• _Kısa problem 1_
Emekli aylığının hesaplanmasını anlatan metne göre aşağıdaki (a), (b) ve (c) ifadelerinin her biri için evet ya da hayır deyin ve kararı belirleyen sözcükleri metinden aynen alıntılayın. (a) Güncelleme katsayısı, yıllık TÜFE oranının tamamı ile GSYİH gelişme hızının yüzde 30'u dikkate alınarak hesaplanır. (b) Son 4 yıl içinde 2024 yılı temmuz ödeme döneminde de refah payı eklenmiştir. (c) Emekli aylığı artışı, önceki dönem 12 aylık tüketici fiyatları genel indeksindeki değişim oranına göre hesaplanır.

• _Belge alıntısı_

........

Son dönemde emekliliği yaklaşan sigortalılarımızın cevap aradığı sorulardan biri de "2024 yılında mı, 2025 yılında mı emekli olunmalı" sorusudur.

Bu sorunun cevabında aslında işçilerin emekli aylıklarının hesaplanması ve hesaplanan aylıkların artırılmasında kullanılan parametreler yer alır.


Emekli aylığı nasıl hesaplanır?

5510 sayılı Sosyal Sigortalar ve Genel Sağlık Sigortası Kanunu ile yürürlükte olan alt mevzuatta, söz konusu aylıkların nasıl hesaplanacağı açıklanmıştır.

Şöyle ki; emekli aylığı hesaplamalarında, aylık talebinde bulunulan yıldan önceki yılların güncelleme katsayıları kullanılır.

Güncelleme katsayısı, emeklilik dilekçesi verilen yıldan önceki yıla ait yıllık TÜFE oranının yüzde 100'ü ile yine ilgili yılın Gayri Safi Yurt İçi Hasıla (GSYİH) gelişme hızının yüzde 30'u dikkate alınarak hesaplanır.

Emekli aylığında artış nasıl belirlenir?

Emekli aylığına ilişkin artış ise, önceki dönem 6 aylık tüketici fiyatları genel indeksindeki değişim oranı dikkate alınarak hesaplanır.

Örneğin, aylık talep edilen yılın ocak ayı itibarıyla hesaplanan aylık, aylık başlangıç tarihine taşınırken ocak ödeme döneminde, bir önceki yılın son 6 ayında (temmuz-aralık) gerçekleşen Türkiye İstatistik Kurumu (TÜİK) tarafından açıklanan en son temel yıllı tüketici fiyatları genel indeksindeki değişim oranı, temmuz ödeme döneminde ise, talepte bulunulan yılın ilk 6 ayında (ocak-haziran) gerçekleşen TÜİK tarafından açıklanan en son temel yıllı tüketici fiyatları genel indeksindeki değişim oranı kadar artırılarak hesaplanır.


Refah payı nedir ve ne zaman uygulanır?

Ancak zaman zaman refah payı adı altında emekli aylıklarına ilaveler yapıldığı da görülüyor.

Son 4 yıl içinde aylık artışlarına refah payı olarak ilave edilen dönemler, 2023 yılı ocak, temmuz ve 2024 yılı ocak ödeme dönemleridir.

Ayrıca, yıllık TÜFE ve GSYİH gelişme hızı oranlarının aylık artışlarında ise 6 aylık enflasyon oranlarının kullanılması ve bu oranların yıldan yıla değişmesi, yüksek aylık almak açısından bazı yılları avantajlı hale getiriyor.

........

• _Kısa problem 2_
Girdilerde "Return one point per instance of the black glove" ifadesini içeren satırdan girdilerin sonuna kadar uzanan bölümü, ilk ve son satır dahil, birebir yeniden yazın.

• _Sağlanan veriler_
........

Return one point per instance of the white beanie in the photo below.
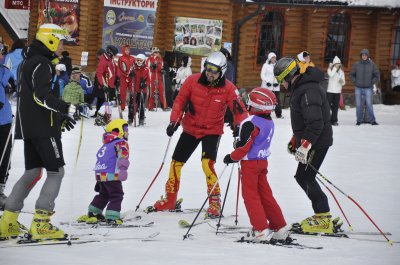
(336, 60)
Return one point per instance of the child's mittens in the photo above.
(123, 165)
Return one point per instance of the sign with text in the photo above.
(17, 4)
(64, 13)
(129, 23)
(197, 36)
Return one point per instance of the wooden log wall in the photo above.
(167, 10)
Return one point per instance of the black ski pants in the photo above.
(305, 177)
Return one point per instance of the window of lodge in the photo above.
(337, 38)
(270, 35)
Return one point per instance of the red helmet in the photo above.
(261, 101)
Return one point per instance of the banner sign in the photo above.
(17, 4)
(129, 22)
(197, 36)
(64, 13)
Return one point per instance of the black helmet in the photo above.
(111, 50)
(285, 69)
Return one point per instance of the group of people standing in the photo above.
(199, 108)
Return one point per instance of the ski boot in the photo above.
(9, 226)
(3, 197)
(167, 203)
(41, 228)
(91, 218)
(282, 235)
(214, 208)
(256, 236)
(318, 223)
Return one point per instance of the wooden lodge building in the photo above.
(286, 27)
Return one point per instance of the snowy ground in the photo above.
(362, 162)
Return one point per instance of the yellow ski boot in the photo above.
(41, 228)
(319, 223)
(9, 226)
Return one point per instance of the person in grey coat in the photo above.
(364, 74)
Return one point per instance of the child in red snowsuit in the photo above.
(252, 149)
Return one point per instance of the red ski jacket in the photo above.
(207, 107)
(106, 71)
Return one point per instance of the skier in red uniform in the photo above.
(252, 150)
(204, 97)
(155, 64)
(125, 73)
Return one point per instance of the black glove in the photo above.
(172, 127)
(228, 159)
(97, 186)
(235, 130)
(67, 123)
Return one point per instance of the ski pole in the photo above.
(356, 203)
(337, 202)
(205, 201)
(237, 194)
(69, 243)
(223, 204)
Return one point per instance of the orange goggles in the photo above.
(212, 69)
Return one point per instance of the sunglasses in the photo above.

........

• _Görev sonucu 1_
(a) Evet: "Güncelleme katsayısı, emeklilik dilekçesi verilen yıldan önceki yıla ait yıllık TÜFE oranının yüzde 100'ü ile yine ilgili yılın Gayri Safi Yurt İçi Hasıla (GSYİH) gelişme hızının yüzde 30'u dikkate alınarak hesaplanır."
(b) Hayır: "Son 4 yıl içinde aylık artışlarına refah payı olarak ilave edilen dönemler, 2023 yılı ocak, temmuz ve 2024 yılı ocak ödeme dönemleridir."
(c) Hayır: "Emekli aylığına ilişkin artış ise, önceki dönem 6 aylık tüketici fiyatları genel indeksindeki değişim oranı dikkate alınarak hesaplanır."

• _Görev sonucu 2_
Return one point per instance of the black glove in the photo above.
(172, 127)
(228, 159)
(97, 186)
(235, 130)
(67, 123)
Return one point per instance of the ski pole in the photo above.
(356, 203)
(337, 202)
(205, 201)
(237, 194)
(69, 243)
(223, 204)
Return one point per instance of the orange goggles in the photo above.
(212, 69)
Return one point per instance of the sunglasses in the photo above.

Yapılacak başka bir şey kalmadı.